# Excerpt provided
*** Begin section ***
Efrati et al. (2013, PLOS One) is the trial that fundamentally challenged the prevailing view that stroke recovery has a fixed window of 6 months post-event. The paper’s title — ‘Hyperbaric oxygen induces late neuroplasticity in post-stroke patients’ — telegraphs the headline finding.
What the trial measured. Three primary outcomes: National Institutes of Health Stroke Scale (NIHSS) score, Activities of Daily Living (ADL) performance, and quality-of-life metrics. These were complemented by SPECT (single-photon emission computed tomography) brain imaging to objectively measure cerebral blood flow before and after the protocol. The trial was deliberately designed to be unable to be explained by self-report bias.
Who was studied. Seventy-four patients (after exclusions, an effective n=59) who had suffered a stroke between 6 and 36 months earlier. This time-since-event window is the critical inclusion criterion: it is the period after which conventional rehabilitation medicine has historically considered most recovery to have plateaued. The cohort included both ischemic and hemorrhagic stroke survivors with measurable neurological deficits at baseline.
Protocol parameters. Forty HBOT sessions at 2.0 ATA, 100% oxygen, 90 minutes per session, 5 days per week — totaling approximately 8 weeks of treatment. Patients were randomized into two arms with a crossover design: one group received HBOT first, then waited; the other waited first, then received HBOT. This crossover allowed each patient to act as their own control, addressing concerns about between-subject variability.
*** End section ***
Carry on the account of the hyperbaric oxygen stroke trial from its last sentence. The material after this point is separate from the text above.

# Extracted entries
*** Begin section ***
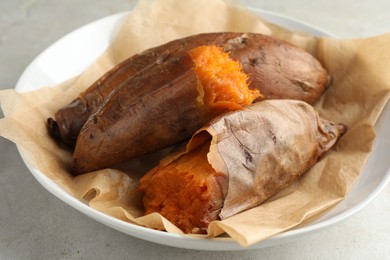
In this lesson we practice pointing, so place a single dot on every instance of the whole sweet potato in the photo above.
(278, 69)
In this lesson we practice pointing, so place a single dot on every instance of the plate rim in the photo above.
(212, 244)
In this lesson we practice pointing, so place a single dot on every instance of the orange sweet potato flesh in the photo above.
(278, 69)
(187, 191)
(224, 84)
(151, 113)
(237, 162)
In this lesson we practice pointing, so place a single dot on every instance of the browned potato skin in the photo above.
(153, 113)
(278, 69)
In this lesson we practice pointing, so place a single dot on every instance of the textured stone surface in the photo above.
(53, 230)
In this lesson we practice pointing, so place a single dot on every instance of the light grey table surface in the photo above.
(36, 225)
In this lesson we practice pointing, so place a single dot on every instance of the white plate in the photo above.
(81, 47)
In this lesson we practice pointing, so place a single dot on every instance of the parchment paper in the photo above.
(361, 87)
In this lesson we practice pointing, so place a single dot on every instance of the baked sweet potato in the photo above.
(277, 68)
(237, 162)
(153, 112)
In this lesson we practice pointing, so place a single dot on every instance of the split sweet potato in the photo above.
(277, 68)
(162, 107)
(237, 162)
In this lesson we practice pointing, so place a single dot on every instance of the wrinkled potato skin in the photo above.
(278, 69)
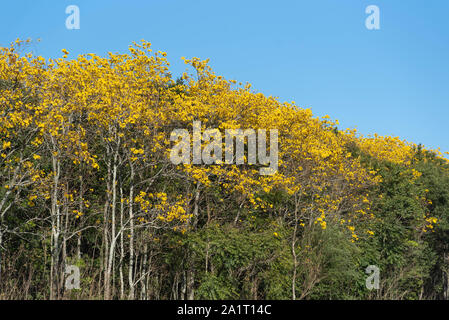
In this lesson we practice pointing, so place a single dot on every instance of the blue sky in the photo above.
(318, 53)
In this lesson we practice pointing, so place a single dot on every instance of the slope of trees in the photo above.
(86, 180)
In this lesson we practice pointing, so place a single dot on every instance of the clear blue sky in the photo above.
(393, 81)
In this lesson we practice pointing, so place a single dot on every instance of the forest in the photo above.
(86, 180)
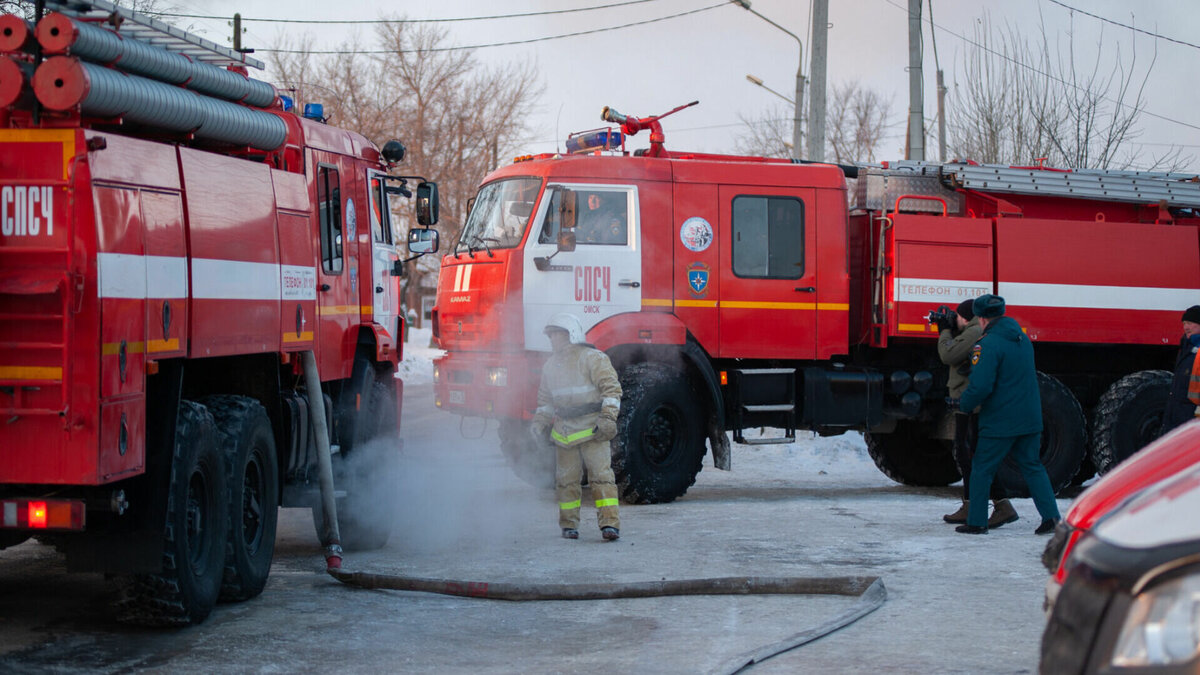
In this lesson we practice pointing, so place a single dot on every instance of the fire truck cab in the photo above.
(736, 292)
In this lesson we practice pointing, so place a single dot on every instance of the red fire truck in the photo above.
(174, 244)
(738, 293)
*** End section ***
# Output below
Results. The HBOT period produced statistically significant improvements in neurological function (NIHSS), ADL, and quality-of-life scales in BOTH groups. The control (waiting) period produced no improvement in either group. This pattern — improvement only when receiving HBOT, not while waiting — is methodologically powerful because it controls for spontaneous recovery and for placebo. The SPECT imaging confirmed reactivation of cerebral blood flow in regions adjacent to and surrounding the original infarct, providing the objective biological correlate.
Limitations. The crossover design without a sham arm is a weaker blinding setup than a sham-controlled RCT — patients knew when they were receiving HBOT vs. not. The follow-up window did not extend years post-protocol; durability of gains was not tested in the original paper (later cohort work, including the 2020 Leitman/Hadanny extension to n=162 patients up to 22 years post-stroke, has addressed this gap). Sample size was modest, though typical for HBOT.
What it means in practice. The Efrati 2013 protocol — 40 sessions at 2.0 ATA, 90-minute sessions, 5 days per week — is the directly-cited reference for chronic stroke recovery on the Saturate stroke condition page. The 6–36 month inclusion window is itself the practical takeaway: patients who have been told ‘you’ve plateaued’ may still have measurable recovery available. Soft-shell home chambers cap at 1.5 ATA; the originally published evidence is for 2.0 ATA in clinical chambers.
How it relates to other indexed trials. Efrati 2013 (stroke) and Boussi-Gross 2013 (TBI) are companion papers from the same Israeli group, demonstrating that the same neuroplasticity mechanism applies in both conditions. The Leitman/Hadanny 2020 cohort extension confirmed durability and extended findings to a 22-year post-stroke population. Together they form the strongest published evidence for HBOT in chronic neurological recovery.